Suis-je bien placée pour parler
de ce livre sur l'exil, moi qui suis ici la représentante
franco-française, issue de deux lignées qui n'ont
jamais connu la violence des exils politiques ou économiques.
Heureusement, je pense avoir connu dans ma trajectoire propre
ce qu'il faut de ruptures impossibles et d'errance à la
recherche de soi pour me sentir tout à fait réceptive
à ce que véhicule cet ouvrage.
C'est de sa double expérience d'exilée et de psychanalyste
que Berta Roth se penche sur les violences et les douleurs de
l'exil. Fille elle-même d'exilés, et revenue de
par son propre exil dans cette Europe dont ses parents avaient
été chassés par le nazisme; elle interroge
cet étrange et douloureux déplacement de soi qu'impose
l'exil et comment ces déplacements dans l'espace et dans
le temps s'inscrivent dans les destins individuels, en particulier,
comme c'est souvent le cas quand la violence et la haine ont
été démesurée, si la mémoire
est occultée par le silence.
L'expérience de l'exil, surtout si la fuite se fait sous
la menace du tyran, l'empire de la haine, et s'accompagne de
la perte de tout ce à quoi on tient, les êtres les
choses, la terre, peut être une expérience ravageante.
La perte des espaces, des odeurs,des personnes qui ont servi
de supports aux identifications, à la construction de
soi, la dépossession de tout ce qui avait fait votre vie,
l'état de dépendance où cela vous met, vous
fait expérimenter jusqu'où peut aller l'extrême
difficulté de simplement continuer à exister. Cette
expérience ne peut vous laisser intacte. II semble que
Berta Roth en ait tiré, grâce sans doute à
son expérience d'analysante et à son travail d'analyste,
une perception très aiguisée de tout ce qui s'apparente
chez l'autre à une grande difficulté d'être.

__CONSIGNE 1__.
Recopiez à l'identique, dans les entrées, le passage allant de la ligne qui contient « pink snapdragon flower? » jusqu'à la fin des entrées, bornes comprises.

__INFORMATIONS EXTRAITES__.
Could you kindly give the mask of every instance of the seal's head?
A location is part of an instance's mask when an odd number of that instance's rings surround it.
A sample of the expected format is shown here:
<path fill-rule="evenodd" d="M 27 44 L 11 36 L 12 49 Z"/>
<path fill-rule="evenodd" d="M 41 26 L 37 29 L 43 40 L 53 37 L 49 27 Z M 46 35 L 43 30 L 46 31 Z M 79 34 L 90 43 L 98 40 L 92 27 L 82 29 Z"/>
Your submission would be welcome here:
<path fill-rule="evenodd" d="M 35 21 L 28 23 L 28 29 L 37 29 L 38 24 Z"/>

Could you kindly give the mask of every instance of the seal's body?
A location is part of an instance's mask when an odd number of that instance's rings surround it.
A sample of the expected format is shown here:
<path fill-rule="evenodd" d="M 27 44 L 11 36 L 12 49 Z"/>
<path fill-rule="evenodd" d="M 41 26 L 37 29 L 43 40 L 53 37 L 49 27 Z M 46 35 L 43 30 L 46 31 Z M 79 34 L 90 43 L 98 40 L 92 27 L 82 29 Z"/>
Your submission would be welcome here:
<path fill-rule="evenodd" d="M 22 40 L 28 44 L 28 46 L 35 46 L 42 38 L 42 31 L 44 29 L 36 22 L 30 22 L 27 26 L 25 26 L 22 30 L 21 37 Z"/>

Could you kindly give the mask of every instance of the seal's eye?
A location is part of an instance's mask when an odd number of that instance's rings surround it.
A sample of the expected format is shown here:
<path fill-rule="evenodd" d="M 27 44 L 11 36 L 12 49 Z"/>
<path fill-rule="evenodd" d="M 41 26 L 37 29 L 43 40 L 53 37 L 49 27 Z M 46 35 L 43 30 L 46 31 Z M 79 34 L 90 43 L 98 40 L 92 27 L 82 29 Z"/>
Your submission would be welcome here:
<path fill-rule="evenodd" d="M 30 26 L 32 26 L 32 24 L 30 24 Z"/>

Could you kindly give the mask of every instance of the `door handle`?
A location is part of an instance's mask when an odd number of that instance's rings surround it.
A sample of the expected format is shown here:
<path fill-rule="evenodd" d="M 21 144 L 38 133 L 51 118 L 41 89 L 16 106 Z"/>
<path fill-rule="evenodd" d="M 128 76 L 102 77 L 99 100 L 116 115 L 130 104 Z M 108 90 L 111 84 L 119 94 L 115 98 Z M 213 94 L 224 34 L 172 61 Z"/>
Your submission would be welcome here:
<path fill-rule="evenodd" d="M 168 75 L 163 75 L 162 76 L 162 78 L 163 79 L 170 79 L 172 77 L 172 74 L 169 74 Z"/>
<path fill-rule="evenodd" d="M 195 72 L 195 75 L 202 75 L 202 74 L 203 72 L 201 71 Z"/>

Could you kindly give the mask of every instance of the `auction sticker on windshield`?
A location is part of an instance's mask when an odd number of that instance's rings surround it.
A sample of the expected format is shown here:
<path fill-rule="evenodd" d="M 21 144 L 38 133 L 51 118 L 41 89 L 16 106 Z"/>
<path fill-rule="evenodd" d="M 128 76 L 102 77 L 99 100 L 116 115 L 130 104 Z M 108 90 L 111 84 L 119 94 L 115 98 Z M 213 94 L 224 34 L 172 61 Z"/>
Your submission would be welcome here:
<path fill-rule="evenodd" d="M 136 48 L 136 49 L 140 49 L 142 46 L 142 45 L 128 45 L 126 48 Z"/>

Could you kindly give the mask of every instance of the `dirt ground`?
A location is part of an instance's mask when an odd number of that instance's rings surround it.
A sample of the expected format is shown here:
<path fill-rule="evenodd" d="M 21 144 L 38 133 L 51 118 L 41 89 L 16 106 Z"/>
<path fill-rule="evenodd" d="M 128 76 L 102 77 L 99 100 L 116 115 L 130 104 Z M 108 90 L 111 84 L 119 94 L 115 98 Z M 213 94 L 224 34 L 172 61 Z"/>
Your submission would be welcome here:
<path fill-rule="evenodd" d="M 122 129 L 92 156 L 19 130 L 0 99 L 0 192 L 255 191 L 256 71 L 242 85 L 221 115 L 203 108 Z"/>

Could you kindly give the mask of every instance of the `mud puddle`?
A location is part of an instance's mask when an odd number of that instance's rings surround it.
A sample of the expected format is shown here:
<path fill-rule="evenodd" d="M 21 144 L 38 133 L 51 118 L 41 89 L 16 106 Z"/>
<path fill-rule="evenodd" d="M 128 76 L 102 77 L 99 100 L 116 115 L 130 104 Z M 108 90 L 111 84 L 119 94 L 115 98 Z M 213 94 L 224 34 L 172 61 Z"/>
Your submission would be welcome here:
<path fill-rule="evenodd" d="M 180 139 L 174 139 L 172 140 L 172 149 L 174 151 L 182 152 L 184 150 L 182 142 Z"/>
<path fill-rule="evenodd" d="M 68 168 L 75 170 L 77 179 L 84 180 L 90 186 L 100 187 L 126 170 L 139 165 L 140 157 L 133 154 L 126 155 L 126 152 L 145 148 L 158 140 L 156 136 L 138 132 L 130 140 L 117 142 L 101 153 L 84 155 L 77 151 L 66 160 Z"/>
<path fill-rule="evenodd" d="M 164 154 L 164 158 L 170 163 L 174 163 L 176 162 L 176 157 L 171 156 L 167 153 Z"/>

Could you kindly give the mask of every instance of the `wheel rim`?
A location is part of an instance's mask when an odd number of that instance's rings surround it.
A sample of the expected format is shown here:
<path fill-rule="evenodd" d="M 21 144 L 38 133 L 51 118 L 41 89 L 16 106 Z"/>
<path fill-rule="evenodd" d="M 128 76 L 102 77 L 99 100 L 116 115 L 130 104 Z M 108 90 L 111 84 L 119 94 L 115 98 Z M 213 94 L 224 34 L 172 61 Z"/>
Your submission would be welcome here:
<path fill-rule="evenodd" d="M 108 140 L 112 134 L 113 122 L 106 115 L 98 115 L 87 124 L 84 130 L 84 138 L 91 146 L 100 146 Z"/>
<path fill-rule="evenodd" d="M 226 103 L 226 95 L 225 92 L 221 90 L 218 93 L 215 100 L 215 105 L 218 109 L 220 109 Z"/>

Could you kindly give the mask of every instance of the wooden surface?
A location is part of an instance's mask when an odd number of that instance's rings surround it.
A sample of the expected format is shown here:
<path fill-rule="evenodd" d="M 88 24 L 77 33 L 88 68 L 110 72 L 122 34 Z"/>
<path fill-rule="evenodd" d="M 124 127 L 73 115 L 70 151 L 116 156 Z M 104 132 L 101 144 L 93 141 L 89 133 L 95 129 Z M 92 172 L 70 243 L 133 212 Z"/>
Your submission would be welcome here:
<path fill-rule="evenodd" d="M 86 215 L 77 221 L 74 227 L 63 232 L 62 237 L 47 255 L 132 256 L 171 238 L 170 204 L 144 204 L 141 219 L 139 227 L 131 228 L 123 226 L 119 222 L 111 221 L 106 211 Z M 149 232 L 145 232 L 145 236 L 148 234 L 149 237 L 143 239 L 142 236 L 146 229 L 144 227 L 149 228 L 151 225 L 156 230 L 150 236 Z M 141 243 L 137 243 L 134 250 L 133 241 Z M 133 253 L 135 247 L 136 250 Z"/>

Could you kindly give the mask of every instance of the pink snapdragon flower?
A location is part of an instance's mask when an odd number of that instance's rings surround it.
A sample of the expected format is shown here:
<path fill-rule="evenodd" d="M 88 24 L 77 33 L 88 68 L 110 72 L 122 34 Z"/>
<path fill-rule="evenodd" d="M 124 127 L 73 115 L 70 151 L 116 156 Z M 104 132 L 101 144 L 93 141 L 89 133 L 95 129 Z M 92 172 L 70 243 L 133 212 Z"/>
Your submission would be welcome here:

__CONSIGNE 2__.
Répondez aux questions suivantes sur le texte consacré à l'exil.
(a) De quelle double expérience Berta Roth part-elle pour se pencher sur l'exil ?
(b) Par quoi ses parents avaient-ils été chassés d'Europe ?
(c) Selon le texte, quelle perception Berta Roth semble-t-elle avoir tirée de l'exil ?

__RÉPONSE ATTENDUE 1__.
Could you kindly give the mask of every instance of the pink snapdragon flower?
A location is part of an instance's mask when an odd number of that instance's rings surround it.
A sample of the expected format is shown here:
<path fill-rule="evenodd" d="M 88 24 L 77 33 L 88 68 L 110 72 L 122 34 Z"/>
<path fill-rule="evenodd" d="M 124 127 L 73 115 L 70 151 L 116 156 Z M 104 132 L 101 144 L 93 141 L 89 133 L 95 129 Z M 92 172 L 70 243 L 133 212 Z"/>
Your submission would be welcome here:

__RÉPONSE ATTENDUE 2__.
(a) De son expérience d'exilée et de psychanalyste.
(b) Par le nazisme.
(c) Une perception très aiguisée de tout ce qui s'apparente chez l'autre à une grande difficulté d'être.